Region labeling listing

= = =

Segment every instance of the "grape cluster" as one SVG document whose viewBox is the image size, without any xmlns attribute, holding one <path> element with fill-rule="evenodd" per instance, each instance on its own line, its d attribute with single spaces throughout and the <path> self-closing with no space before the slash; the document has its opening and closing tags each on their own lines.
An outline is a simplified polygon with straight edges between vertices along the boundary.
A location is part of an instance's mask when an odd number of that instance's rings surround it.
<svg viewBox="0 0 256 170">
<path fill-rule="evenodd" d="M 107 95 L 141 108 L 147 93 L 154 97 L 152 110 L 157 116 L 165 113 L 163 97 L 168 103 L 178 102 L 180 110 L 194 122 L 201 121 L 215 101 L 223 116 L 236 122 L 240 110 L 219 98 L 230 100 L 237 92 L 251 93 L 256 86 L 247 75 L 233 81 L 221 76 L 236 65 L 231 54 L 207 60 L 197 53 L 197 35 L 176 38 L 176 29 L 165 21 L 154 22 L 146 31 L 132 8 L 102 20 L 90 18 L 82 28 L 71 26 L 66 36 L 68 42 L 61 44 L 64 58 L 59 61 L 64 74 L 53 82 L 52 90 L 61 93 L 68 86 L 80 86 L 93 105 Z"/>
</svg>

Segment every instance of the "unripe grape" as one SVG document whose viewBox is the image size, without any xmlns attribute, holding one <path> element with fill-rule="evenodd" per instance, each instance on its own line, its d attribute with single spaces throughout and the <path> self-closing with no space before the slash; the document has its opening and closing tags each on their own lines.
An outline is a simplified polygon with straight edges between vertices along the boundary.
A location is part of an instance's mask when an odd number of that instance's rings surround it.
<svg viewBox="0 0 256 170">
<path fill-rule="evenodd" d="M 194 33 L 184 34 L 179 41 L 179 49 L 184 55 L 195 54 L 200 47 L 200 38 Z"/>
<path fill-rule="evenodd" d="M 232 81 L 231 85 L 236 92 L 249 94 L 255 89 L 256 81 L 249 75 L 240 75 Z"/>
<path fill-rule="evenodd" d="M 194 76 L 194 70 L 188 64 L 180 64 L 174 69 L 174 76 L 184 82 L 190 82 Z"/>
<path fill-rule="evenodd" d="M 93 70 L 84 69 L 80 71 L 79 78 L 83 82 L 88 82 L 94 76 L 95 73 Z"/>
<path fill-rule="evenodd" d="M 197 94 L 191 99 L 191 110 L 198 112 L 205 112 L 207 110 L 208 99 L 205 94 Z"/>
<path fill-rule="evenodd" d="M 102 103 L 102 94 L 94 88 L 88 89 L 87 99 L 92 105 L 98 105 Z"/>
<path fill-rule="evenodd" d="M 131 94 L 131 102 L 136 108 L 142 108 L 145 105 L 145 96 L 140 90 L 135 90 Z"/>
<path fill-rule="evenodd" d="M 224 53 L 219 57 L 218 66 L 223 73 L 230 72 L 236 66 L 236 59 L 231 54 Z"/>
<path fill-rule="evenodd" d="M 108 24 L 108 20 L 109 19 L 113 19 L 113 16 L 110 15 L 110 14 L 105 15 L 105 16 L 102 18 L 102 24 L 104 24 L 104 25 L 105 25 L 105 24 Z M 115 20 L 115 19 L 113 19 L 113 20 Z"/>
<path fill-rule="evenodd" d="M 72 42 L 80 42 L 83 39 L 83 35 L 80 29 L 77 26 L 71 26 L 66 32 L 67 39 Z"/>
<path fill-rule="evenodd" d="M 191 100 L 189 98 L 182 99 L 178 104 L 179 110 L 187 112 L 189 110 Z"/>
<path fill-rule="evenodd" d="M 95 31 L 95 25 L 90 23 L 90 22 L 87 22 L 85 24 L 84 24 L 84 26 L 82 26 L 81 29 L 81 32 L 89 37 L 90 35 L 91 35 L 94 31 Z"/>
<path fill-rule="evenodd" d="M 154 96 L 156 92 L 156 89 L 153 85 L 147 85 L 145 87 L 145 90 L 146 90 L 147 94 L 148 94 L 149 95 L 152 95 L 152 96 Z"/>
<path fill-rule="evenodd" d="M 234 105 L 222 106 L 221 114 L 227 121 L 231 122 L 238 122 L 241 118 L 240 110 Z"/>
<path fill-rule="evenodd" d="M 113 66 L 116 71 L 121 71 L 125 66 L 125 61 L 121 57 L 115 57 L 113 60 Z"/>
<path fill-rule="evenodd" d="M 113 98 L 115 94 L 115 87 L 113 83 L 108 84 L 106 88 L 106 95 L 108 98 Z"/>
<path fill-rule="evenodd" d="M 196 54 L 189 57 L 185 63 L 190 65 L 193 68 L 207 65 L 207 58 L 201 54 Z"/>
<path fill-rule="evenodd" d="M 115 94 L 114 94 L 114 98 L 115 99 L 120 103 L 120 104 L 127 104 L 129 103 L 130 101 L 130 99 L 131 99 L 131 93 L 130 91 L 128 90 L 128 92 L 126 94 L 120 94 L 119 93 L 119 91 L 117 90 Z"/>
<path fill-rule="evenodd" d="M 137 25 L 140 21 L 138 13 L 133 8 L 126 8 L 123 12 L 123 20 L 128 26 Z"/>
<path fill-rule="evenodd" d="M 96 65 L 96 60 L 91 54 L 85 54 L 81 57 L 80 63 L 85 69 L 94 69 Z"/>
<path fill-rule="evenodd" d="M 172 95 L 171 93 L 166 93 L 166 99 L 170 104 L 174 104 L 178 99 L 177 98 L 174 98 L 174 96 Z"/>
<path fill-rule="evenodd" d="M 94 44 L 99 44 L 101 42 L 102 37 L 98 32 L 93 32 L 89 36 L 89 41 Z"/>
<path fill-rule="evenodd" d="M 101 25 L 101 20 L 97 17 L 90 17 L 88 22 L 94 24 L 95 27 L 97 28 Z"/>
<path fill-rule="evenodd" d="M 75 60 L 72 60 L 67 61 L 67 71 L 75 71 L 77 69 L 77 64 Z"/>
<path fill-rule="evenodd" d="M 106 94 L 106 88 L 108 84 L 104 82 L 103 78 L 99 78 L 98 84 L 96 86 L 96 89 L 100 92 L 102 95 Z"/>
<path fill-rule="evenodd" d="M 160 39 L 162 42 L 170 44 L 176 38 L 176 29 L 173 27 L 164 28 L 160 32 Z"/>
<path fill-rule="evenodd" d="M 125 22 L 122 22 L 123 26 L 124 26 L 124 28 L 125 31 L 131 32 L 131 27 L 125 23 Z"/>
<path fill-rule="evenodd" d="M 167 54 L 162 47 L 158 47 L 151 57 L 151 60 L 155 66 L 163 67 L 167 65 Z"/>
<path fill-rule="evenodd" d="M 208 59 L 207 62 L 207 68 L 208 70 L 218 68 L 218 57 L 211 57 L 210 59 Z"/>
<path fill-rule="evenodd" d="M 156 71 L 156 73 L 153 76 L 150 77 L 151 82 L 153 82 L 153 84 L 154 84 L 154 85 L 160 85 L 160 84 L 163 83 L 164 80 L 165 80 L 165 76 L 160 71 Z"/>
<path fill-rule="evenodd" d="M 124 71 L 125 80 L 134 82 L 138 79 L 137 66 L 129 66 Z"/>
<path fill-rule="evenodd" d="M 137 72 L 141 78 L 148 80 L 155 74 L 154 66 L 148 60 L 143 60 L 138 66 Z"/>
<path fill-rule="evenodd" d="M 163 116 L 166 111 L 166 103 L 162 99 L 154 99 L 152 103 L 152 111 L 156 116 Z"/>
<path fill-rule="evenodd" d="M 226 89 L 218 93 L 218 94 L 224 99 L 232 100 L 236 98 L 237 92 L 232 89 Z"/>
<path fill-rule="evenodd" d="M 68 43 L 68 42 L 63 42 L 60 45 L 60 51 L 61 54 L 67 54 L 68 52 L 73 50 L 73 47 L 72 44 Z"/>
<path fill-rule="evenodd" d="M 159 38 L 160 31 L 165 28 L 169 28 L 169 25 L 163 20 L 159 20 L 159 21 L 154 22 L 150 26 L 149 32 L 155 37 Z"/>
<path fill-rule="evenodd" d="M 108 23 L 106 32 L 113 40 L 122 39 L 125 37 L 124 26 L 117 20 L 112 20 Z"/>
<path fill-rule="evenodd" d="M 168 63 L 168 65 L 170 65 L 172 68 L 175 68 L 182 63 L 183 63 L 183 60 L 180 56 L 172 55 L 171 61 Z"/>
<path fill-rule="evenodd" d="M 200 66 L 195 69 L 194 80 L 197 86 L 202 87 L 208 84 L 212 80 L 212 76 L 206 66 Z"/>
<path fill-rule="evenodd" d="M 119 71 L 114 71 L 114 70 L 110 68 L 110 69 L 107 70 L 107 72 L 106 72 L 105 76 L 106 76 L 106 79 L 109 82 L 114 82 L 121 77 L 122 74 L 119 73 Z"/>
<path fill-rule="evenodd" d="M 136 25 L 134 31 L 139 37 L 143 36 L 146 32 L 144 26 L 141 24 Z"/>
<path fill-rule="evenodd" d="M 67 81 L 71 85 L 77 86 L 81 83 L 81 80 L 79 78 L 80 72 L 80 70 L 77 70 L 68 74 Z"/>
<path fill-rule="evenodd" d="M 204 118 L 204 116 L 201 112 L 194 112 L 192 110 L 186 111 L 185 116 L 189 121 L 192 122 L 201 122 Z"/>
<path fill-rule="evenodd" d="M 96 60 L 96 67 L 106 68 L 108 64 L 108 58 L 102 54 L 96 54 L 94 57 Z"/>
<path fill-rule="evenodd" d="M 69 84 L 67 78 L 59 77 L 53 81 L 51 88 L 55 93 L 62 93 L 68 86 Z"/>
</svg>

= = =

WHAT IS EXPECTED
Gather every line in the listing above that contains the string "xmlns".

RESULT BELOW
Segment every instance of the "grape cluster" as one SVG document whose viewBox is the image size, without any xmlns attribute, holding one <path> element with fill-rule="evenodd" per instance, each instance on its own line, its d attribute with single spaces throughout and the <path> self-closing with no space before the slash; the document has its opening and closing tags each on their own lines.
Segment every instance of the "unripe grape" as one SVG document whose viewBox is the image size, without any xmlns attribute, holding one <path> element with fill-rule="evenodd" per instance, each instance on its own line, its d attribute with single spaces throughout and the <path> self-closing with no space before the slash; the document has its opening and closing tags each on their own lines.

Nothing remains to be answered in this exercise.